**COMPLETE THE FOLLOWING:**
• a. Reproduce the portion of the dove-shooting thread between "## ducfanatic (Sep" and "off the powerline.", inclusive.
• b. Answer these questions using the dove-shooting thread:
(i) What reason does georgia_home give for not shooting doves off a power line?
(ii) What does glynr329 say they would take up if they couldn't kill a dove with a shotgun?
(iii) On what date did ducfanatic start the thread?
• c. Extend the dove-shooting thread past its final post.

# Shooting doves off power lines or in trees; ethical or not



## ducfanatic (Sep 1, 2020)

I have a couple of hunting buddies who get into it all the time about whether or not an adult should shoot doves off power lines and trees. Personally, I say kill em when you can. What do yall think?


----------



## K80 (Sep 1, 2020)

I don't care how you kill'em but it's just plain dumb to shoot one off the powerline. 

Truthfully,  they are to easy to hit while flying to shootem sitting on a limb.


----------



## georgia_home (Sep 2, 2020)

Powerline, no, but not a matter of ethics. Damage to the line. I’ll walk over until they fly.

Limb or other spot, mehhh. I’ll usually walk over until they fly. But, on occasion...


----------



## Dr. Strangelove (Sep 2, 2020)

I was taught not too but to each his own. I give no cares what someone else does.


----------



## glynr329 (Sep 2, 2020)

If you are a terrible shot and need to kill dove so you can brag I killed 10 dove go for it. Maybe you are using a BB gun and can't hit a flying dove then sure bust him out of a tree. I personally pretty sure if I couldn't kill a dove with a shot gun I would take up knitting or something because shooting is not your strong point. Every one is not good at somethings find what you are good at.

[Rows from a box-labeling dataset]
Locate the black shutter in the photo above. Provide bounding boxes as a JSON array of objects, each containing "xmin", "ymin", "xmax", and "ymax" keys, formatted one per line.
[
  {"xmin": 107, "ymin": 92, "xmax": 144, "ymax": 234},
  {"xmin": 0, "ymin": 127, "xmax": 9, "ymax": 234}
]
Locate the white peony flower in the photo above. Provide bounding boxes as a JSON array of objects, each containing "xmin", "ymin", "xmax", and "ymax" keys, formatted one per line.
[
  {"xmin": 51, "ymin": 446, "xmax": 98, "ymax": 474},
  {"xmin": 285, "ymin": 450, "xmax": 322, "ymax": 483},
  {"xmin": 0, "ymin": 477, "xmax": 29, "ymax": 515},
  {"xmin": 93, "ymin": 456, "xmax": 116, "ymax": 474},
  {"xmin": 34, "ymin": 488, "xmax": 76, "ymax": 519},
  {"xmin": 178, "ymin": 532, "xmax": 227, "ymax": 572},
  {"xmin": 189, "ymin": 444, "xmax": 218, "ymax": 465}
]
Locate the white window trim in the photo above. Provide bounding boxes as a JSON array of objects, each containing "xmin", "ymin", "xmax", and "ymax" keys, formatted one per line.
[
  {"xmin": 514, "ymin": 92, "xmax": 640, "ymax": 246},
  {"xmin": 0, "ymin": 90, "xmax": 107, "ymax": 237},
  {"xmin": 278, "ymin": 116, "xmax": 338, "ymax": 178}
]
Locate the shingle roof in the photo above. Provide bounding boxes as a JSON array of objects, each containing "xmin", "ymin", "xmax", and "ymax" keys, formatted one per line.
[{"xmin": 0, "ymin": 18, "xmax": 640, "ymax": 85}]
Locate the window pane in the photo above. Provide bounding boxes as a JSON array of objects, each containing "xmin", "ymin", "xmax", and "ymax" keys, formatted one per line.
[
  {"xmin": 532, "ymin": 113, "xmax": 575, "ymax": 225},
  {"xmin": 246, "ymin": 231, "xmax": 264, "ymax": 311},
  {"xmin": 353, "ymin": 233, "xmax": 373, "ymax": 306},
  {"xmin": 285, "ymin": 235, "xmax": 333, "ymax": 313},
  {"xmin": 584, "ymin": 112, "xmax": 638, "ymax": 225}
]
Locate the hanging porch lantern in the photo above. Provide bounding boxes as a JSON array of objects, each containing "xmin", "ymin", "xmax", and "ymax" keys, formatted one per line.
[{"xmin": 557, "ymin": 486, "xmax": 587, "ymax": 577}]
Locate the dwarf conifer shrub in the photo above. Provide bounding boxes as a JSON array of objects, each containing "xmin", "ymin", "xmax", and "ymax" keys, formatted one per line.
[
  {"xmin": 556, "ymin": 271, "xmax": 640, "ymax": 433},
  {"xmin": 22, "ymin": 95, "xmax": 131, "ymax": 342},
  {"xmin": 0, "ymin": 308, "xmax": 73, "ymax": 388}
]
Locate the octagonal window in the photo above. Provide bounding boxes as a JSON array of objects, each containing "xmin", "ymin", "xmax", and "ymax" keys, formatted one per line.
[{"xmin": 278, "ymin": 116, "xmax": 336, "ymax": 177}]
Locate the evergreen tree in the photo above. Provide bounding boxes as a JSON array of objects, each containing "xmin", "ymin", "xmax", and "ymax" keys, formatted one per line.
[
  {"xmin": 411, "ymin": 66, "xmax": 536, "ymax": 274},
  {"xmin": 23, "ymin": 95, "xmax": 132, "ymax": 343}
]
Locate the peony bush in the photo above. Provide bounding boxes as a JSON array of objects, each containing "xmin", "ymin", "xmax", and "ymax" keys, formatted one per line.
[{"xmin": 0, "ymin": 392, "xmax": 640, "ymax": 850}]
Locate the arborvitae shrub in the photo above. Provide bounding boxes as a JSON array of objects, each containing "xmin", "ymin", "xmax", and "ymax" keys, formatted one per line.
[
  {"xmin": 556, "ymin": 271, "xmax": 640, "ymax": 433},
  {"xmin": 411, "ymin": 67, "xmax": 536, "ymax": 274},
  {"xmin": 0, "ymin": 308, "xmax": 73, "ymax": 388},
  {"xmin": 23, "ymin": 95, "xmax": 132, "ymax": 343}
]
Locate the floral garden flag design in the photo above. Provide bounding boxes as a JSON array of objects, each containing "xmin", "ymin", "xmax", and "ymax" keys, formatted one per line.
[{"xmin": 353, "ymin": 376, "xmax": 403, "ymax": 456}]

**ANSWERS TO THE PROBLEMS:**
• a.
## ducfanatic (Sep 1, 2020)

I have a couple of hunting buddies who get into it all the time about whether or not an adult should shoot doves off power lines and trees. Personally, I say kill em when you can. What do yall think?


----------



## K80 (Sep 1, 2020)

I don't care how you kill'em but it's just plain dumb to shoot one off the powerline.

• b.
(i) Damage to the line. It isn't a matter of ethics.
(ii) Knitting or something.
(iii) Sep 1, 2020.

• c.
----------



## bear claw (Sep 2, 2020)

I normally wait till they land in my corn pile an then get 2 or 3 with one shot but I'm not bragging.


----------



## ugajay (Sep 2, 2020)

They're dead birds either way. I'll blast them out a tree and don't care what anybody else thinks.


----------



## Mexican Squealer (Sep 2, 2020)

Limit is a limit. Fill yours how you want


----------



## oops1 (Sep 2, 2020)

We were at a shoot once and the host gave a long speech about not shooting them off the power line. He even held up an example of the shot/severed line from a previous years hunt. A few hours into the hunt..they shut it down because some moron shot the line in half and the power company had to come fix it and didn’t wants folks shooting while they were out there. Can’t say I blame them. Food for thought.


----------



## spring (Sep 2, 2020)

Just expect your friends to mess with you and give you some crap if they see you do it.  Even worse is to shoot a pen-raised quail from a tree. That's when you throw a stick or something and try to get it to fly.

Ideally, as others have mentioned, shoot the dove as it flies when you approach it.


----------



## Beagler (Sep 2, 2020)

How other people kill birds isn’t any my business, kill them anyway you want.  But here I own the property, it’s my dove field. I pay to put it in and I hand pick my guests, there’s no shooting dove on the power lines in the trees or on the ground. My land my rules.?


----------



## Souhternhunter17 (Sep 2, 2020)

Personally I will kill them sitting on either. However if asked not too it wouldn’t be an issue.


----------



## specialk (Sep 2, 2020)

did it a bunch as a kid.....also, we had several salt licks in our cow pastures....one was right out our back door....i'd slip out the front door with my ithaca auto 12 and blast 3 rounds as fast as i could pull the trigger.....picking up a dozen was not uncommon....they sure tasted good.....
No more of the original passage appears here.